YOUR GOAL
Would you transcribe each entry precisely as it stands, setting aside any images?

Region pointing data
=== Section Start ===

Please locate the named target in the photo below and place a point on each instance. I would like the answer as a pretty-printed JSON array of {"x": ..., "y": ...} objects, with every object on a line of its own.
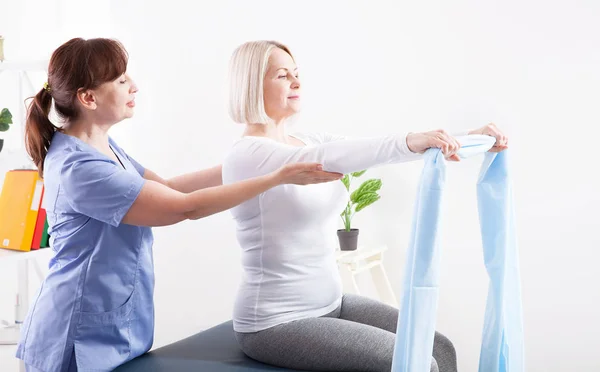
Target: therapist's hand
[
  {"x": 420, "y": 142},
  {"x": 305, "y": 174},
  {"x": 493, "y": 131}
]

=== Section End ===

REPLY TO THE TASK
Please locate the named target in the photo below and place a point on each instance. I would like the answer as a pretty-printed JSON array of {"x": ..., "y": ...} objects, with every object on a line of its own.
Target: therapist's hand
[
  {"x": 420, "y": 142},
  {"x": 305, "y": 174},
  {"x": 493, "y": 131}
]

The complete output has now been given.